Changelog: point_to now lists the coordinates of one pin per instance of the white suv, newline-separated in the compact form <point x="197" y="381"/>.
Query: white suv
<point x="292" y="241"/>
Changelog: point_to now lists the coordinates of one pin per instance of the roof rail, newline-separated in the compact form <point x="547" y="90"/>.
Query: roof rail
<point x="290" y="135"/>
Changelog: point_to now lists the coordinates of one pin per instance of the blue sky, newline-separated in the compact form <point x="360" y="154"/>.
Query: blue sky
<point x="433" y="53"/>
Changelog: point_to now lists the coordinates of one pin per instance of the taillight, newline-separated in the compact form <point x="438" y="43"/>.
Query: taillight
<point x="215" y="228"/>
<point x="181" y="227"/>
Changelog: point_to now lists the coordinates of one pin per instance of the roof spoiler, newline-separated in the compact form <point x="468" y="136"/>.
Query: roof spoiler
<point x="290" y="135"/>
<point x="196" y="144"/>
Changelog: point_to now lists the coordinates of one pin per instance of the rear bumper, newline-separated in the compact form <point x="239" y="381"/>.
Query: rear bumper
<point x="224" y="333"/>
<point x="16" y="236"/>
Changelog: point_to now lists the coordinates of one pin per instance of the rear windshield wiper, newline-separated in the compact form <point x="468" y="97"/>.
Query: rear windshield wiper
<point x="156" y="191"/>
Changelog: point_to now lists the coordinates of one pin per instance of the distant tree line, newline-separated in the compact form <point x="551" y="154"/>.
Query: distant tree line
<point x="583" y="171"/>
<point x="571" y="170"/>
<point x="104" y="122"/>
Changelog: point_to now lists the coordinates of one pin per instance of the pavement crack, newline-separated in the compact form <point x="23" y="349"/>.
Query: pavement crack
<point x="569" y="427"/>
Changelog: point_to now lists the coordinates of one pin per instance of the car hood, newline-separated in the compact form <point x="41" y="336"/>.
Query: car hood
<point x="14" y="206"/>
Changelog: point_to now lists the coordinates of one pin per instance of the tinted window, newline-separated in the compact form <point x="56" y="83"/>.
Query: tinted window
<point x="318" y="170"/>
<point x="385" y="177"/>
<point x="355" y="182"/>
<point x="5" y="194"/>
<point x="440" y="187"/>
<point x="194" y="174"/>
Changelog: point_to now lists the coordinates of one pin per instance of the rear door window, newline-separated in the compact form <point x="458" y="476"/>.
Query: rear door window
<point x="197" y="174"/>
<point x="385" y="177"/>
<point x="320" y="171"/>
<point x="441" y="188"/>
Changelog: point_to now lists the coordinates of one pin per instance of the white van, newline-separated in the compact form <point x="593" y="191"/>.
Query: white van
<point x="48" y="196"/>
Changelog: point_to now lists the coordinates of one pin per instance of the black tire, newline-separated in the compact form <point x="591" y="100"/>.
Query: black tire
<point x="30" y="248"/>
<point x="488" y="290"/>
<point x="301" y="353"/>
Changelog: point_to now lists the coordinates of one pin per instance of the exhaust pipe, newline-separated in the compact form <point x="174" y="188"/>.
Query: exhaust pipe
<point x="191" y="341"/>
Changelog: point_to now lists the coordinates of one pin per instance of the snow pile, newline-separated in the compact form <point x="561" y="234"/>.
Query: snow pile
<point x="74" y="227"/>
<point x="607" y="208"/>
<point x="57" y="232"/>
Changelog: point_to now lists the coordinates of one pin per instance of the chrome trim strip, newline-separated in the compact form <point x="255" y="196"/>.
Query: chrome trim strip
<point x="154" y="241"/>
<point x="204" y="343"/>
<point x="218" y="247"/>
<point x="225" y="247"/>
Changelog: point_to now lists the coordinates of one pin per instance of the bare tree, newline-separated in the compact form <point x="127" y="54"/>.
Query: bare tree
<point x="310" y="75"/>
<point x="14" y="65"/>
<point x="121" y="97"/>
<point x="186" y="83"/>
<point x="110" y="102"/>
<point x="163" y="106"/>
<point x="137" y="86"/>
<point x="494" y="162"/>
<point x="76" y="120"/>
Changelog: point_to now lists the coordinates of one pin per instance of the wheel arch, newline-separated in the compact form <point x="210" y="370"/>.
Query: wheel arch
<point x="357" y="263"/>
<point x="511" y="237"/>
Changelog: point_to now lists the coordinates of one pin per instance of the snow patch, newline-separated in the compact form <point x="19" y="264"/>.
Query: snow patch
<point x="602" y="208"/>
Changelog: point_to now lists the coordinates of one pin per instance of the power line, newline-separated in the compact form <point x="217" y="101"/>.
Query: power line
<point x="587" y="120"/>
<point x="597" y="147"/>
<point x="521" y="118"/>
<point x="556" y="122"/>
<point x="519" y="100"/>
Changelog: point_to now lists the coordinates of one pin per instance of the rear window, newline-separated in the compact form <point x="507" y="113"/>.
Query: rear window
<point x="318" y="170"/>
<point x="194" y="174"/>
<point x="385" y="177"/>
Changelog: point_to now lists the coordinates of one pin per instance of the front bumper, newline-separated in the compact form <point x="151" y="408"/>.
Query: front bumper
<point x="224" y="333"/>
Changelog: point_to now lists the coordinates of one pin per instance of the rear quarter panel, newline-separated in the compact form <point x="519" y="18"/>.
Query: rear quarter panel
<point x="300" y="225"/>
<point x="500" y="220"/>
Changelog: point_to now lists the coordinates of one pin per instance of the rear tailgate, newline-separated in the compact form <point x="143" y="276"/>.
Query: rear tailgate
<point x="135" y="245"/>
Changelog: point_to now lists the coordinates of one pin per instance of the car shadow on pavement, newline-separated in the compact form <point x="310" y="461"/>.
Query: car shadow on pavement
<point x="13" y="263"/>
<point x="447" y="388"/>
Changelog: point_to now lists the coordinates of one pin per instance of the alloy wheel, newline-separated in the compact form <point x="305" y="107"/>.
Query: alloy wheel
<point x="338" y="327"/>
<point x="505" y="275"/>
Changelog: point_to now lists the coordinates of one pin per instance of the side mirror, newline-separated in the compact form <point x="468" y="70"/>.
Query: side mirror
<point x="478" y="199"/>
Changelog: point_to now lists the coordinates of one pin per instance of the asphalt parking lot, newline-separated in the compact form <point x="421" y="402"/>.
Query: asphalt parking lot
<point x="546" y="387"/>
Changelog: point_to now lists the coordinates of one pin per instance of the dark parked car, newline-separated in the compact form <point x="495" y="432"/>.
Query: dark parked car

:::

• WORK INSTRUCTIONS: For the records above, give the number of lines that include the string "dark", with nothing added.

• EXERCISE OUTPUT: 2